** start of Supplied records **

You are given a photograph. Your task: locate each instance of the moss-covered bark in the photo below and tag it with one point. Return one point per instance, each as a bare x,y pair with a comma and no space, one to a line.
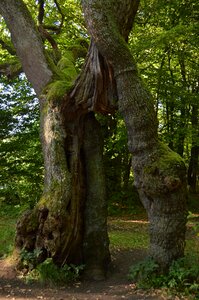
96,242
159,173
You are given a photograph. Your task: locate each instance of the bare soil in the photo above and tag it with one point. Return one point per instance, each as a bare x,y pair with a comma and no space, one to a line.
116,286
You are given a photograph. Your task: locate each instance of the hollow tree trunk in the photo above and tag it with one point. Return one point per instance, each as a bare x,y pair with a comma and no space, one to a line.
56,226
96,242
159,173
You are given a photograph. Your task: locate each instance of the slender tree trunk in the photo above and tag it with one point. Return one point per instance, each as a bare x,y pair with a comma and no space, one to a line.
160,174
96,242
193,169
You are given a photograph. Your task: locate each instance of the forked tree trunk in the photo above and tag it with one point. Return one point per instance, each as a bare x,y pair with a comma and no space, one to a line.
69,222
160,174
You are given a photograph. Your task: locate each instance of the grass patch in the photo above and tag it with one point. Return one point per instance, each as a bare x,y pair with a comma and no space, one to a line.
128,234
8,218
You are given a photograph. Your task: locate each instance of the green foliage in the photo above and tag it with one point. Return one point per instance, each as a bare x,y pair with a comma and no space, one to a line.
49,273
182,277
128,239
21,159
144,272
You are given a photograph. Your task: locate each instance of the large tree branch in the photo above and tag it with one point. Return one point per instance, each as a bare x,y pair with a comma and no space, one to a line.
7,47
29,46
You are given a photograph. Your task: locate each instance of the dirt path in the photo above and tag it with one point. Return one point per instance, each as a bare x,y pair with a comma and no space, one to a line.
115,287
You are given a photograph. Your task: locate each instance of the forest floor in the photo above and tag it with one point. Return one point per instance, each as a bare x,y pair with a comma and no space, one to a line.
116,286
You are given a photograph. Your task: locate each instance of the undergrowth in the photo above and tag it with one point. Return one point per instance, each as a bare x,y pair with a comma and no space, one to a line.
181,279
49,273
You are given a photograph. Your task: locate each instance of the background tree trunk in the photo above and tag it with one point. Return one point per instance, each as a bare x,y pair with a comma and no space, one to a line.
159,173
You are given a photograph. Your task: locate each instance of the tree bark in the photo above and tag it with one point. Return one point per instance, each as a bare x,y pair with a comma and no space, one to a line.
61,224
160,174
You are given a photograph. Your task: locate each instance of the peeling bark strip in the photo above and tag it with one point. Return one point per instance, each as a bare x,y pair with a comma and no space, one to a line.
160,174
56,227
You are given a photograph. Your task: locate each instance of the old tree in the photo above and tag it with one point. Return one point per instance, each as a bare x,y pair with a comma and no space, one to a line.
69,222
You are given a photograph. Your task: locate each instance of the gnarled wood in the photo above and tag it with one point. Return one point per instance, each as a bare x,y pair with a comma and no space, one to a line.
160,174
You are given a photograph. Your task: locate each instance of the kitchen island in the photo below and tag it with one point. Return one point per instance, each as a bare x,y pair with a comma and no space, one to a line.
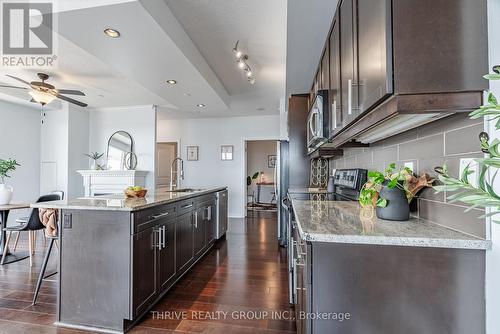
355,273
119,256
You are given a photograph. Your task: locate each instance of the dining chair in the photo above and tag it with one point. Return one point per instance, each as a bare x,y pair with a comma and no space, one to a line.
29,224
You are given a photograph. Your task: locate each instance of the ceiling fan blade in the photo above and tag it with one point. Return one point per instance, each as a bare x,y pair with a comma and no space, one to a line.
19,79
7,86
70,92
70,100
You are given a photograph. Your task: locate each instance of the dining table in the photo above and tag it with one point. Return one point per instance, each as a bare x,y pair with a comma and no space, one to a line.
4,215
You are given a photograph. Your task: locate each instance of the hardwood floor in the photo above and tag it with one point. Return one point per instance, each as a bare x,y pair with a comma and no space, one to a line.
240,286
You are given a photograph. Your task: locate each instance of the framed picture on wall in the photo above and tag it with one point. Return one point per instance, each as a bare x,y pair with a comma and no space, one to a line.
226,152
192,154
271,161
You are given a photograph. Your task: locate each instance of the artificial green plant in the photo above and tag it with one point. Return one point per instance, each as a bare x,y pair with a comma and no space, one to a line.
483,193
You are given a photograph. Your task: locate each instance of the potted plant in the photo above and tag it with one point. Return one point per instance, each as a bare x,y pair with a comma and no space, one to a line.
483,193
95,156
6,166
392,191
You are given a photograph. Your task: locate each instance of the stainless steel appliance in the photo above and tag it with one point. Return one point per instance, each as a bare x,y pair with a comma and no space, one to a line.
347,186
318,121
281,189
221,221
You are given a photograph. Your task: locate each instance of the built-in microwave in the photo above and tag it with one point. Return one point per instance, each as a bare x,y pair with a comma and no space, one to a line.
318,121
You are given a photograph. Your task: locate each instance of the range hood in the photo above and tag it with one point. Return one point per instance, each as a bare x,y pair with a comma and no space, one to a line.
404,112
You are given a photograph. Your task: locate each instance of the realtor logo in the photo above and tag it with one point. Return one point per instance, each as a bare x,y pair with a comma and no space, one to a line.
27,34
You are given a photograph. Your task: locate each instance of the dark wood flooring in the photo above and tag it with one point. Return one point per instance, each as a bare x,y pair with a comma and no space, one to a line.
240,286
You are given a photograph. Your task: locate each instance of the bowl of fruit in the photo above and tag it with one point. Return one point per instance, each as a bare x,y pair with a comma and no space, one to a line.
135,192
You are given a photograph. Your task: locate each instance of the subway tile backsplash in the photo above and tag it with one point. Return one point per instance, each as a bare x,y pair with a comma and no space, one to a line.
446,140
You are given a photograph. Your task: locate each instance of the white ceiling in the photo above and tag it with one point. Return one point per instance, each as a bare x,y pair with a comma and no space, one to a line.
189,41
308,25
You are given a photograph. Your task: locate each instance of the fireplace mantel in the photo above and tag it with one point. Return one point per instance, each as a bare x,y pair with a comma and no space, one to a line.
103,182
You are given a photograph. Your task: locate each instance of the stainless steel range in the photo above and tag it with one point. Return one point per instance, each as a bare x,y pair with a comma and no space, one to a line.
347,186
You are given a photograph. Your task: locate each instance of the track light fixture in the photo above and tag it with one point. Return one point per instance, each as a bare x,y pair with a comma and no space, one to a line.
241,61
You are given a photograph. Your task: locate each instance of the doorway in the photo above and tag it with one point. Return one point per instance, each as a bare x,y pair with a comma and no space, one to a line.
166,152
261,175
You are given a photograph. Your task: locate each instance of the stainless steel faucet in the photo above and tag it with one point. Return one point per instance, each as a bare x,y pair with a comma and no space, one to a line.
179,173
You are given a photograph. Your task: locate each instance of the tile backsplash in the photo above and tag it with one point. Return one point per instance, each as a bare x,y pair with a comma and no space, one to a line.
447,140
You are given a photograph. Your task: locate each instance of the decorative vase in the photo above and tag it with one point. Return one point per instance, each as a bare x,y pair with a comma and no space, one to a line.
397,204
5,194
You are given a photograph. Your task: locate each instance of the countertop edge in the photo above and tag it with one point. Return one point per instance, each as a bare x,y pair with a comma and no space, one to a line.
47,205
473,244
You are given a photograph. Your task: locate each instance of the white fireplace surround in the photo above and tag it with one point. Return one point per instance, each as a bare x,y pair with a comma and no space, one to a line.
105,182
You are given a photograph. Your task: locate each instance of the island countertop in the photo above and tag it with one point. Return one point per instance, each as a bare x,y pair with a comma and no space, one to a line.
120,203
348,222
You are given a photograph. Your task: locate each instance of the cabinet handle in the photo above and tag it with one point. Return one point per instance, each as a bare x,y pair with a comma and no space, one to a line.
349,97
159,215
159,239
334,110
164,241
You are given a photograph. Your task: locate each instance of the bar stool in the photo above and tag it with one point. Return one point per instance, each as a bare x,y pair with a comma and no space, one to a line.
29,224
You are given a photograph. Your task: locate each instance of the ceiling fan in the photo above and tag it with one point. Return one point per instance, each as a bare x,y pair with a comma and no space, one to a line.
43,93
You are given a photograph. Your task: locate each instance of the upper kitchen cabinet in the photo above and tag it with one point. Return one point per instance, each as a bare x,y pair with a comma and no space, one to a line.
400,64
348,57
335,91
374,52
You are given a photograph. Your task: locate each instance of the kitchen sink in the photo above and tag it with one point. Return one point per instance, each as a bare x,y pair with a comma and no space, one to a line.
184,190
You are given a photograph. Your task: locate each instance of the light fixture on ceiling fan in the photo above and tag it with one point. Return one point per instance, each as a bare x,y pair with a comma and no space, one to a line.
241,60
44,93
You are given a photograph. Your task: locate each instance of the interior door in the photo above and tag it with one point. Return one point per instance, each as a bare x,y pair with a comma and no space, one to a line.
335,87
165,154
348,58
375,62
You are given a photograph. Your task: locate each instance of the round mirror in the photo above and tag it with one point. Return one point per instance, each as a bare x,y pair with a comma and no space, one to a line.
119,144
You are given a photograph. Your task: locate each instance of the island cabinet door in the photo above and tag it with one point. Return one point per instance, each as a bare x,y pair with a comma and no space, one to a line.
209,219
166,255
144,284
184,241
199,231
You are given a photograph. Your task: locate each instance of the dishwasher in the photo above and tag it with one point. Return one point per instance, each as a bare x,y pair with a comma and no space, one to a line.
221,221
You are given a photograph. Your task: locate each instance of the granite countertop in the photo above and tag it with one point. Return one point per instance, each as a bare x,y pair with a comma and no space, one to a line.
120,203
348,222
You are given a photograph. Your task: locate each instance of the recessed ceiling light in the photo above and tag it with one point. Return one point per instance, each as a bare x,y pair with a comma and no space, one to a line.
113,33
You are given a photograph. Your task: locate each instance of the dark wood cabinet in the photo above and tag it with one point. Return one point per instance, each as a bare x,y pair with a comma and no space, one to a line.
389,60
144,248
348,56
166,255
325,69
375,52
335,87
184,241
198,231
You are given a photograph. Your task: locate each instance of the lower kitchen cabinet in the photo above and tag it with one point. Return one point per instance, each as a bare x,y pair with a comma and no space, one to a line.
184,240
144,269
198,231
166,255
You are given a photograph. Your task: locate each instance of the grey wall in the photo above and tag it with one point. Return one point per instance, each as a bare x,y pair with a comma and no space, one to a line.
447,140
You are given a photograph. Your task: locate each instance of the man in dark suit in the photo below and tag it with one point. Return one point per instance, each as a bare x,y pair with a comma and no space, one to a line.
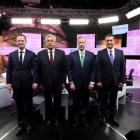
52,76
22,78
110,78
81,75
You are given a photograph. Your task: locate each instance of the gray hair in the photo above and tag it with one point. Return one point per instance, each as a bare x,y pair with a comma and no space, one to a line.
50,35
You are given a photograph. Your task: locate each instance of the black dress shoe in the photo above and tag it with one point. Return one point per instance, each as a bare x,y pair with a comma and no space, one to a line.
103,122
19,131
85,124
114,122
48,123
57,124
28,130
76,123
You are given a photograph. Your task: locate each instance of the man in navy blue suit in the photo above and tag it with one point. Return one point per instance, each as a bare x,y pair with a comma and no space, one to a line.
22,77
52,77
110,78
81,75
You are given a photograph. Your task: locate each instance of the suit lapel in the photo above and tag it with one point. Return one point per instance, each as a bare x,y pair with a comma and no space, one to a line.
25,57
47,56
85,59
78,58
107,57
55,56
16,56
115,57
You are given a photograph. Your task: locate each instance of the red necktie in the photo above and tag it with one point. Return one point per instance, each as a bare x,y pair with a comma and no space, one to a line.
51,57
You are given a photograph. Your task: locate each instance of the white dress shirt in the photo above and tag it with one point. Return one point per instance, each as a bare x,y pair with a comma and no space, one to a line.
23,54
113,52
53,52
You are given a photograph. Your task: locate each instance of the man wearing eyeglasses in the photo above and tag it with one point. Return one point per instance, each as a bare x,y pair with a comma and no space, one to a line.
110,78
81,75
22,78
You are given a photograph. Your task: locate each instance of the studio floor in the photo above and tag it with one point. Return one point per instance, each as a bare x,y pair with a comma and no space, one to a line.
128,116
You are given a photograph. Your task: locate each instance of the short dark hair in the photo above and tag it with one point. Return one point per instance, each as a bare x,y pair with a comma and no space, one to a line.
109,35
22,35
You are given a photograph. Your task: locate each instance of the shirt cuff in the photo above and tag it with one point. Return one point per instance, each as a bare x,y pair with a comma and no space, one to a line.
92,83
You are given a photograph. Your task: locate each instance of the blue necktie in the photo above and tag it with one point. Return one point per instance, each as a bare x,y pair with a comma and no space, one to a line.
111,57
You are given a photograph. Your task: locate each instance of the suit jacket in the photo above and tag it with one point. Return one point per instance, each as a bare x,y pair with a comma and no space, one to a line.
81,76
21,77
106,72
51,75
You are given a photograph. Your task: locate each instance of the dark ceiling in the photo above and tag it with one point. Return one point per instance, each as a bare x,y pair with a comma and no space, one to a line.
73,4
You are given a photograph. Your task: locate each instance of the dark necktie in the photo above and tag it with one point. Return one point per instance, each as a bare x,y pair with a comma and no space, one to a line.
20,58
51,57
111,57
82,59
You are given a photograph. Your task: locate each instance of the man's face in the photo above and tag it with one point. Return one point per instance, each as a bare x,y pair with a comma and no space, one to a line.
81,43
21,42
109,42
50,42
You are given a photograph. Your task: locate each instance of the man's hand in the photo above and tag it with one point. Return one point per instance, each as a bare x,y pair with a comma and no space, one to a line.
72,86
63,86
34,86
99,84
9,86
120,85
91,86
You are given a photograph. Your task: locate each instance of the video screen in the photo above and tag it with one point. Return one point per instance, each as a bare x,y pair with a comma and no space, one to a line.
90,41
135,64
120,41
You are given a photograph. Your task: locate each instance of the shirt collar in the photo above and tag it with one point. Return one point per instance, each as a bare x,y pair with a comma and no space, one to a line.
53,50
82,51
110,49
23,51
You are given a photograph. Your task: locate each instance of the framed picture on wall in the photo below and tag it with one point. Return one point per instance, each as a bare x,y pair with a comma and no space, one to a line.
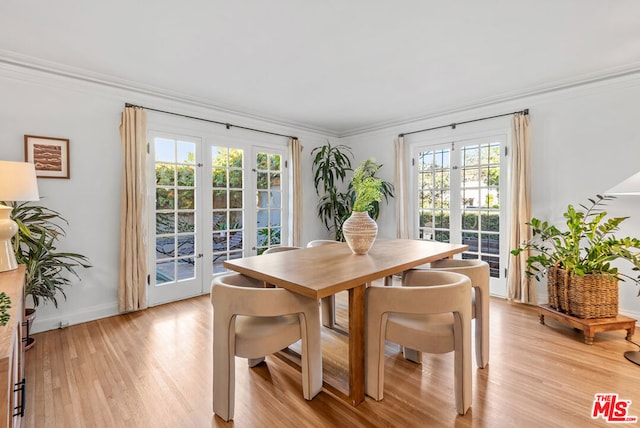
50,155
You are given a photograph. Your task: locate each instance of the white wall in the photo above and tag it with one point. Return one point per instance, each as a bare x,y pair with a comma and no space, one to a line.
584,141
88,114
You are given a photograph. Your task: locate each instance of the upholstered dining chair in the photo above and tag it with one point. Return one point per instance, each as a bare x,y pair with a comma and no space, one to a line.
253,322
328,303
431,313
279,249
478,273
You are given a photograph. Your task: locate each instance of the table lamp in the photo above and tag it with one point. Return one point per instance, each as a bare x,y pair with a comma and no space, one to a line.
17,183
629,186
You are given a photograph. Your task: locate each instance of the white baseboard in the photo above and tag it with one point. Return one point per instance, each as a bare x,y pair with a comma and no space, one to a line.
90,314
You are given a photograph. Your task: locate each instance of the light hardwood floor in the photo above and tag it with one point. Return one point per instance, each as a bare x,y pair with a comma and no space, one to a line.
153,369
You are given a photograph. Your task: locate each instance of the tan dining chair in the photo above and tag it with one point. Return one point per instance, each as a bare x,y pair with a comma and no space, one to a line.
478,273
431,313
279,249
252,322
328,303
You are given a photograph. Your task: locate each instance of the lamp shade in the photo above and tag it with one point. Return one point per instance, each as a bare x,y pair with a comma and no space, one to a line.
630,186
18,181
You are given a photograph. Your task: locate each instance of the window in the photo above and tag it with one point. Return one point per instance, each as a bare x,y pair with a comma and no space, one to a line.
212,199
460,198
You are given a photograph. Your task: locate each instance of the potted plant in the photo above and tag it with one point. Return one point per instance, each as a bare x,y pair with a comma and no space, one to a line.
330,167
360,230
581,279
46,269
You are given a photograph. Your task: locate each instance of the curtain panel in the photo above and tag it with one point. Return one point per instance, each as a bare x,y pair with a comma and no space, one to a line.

** end of Supplied records **

Task | Pick out every line in the listing above that contains the string "built", and copy each one.

Result for this exercise |
You are given a photograph. Your task: locate each instance of the built-in microwave in the photo above and tag it with one point. Return one point per instance, each as a bare x,y pair with a comma and no space, one to a line.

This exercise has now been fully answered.